Recorded data »
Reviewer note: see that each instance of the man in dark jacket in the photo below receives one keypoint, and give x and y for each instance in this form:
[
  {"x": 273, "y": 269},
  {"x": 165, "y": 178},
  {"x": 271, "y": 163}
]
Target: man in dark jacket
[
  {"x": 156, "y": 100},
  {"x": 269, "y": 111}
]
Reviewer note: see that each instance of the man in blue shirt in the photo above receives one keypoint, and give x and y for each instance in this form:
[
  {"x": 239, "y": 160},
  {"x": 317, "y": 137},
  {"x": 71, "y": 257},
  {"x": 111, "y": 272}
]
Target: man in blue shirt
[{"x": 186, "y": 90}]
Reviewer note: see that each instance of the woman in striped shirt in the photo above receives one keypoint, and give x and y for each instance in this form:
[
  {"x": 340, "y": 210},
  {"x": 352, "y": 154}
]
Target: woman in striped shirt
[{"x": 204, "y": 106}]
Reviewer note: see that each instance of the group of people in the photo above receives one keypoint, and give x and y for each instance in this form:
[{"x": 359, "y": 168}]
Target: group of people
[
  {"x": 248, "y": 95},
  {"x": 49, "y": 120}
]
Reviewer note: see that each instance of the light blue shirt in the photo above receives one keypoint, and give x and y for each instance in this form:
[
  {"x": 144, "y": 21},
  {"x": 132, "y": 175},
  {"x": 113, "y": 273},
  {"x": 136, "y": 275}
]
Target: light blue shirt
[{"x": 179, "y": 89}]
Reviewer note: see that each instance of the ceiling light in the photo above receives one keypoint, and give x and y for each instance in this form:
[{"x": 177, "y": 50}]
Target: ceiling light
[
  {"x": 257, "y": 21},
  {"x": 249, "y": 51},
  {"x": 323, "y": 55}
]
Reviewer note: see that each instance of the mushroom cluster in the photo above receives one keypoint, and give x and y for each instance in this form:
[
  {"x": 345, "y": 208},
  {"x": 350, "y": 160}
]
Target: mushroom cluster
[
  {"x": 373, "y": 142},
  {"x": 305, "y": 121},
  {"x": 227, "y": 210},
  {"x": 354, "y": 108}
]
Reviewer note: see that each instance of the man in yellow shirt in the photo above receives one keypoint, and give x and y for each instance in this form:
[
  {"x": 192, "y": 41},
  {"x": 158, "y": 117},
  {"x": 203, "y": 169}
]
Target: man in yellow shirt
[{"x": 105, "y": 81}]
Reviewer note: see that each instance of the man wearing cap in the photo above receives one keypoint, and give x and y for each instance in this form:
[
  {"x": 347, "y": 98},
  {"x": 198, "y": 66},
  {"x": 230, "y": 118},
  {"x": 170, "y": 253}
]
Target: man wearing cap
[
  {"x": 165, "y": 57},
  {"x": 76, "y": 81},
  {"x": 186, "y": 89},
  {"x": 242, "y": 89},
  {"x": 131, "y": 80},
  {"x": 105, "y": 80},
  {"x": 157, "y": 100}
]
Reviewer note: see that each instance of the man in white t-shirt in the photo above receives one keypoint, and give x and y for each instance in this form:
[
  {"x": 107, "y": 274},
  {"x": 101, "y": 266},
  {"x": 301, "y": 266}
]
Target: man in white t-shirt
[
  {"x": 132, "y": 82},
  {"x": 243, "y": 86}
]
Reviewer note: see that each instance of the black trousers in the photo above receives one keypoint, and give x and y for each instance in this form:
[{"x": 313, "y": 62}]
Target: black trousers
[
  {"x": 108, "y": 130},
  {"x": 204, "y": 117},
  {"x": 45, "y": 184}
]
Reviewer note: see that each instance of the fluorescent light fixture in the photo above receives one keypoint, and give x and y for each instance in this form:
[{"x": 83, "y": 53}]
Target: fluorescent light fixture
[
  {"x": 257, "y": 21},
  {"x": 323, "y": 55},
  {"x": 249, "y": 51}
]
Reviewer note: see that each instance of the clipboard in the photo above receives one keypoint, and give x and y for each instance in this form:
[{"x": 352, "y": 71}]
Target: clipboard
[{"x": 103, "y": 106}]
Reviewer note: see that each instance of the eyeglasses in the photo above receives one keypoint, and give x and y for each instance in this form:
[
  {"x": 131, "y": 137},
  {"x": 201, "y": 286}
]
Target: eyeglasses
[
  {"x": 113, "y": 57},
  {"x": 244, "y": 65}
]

WHAT IS REQUIRED » Substitute "notebook" for "clipboard" in the material, starting at the line that contains "Reviewer note: see that each instance of the clipboard" and ending at the end of the material, and leave everything else unchanged. Give only those lines.

TASK ANSWER »
Reviewer note: see that each instance of the notebook in the photo above receives one keypoint, and give x and y for each instance in this form:
[{"x": 352, "y": 71}]
Target: notebook
[{"x": 103, "y": 106}]
Reviewer note: see that each instance of the eyeglasses in the photo above receives one keypoint, and give x and y for each instance in this form:
[
  {"x": 131, "y": 137},
  {"x": 201, "y": 286}
]
Target: eyeglasses
[
  {"x": 113, "y": 57},
  {"x": 244, "y": 65}
]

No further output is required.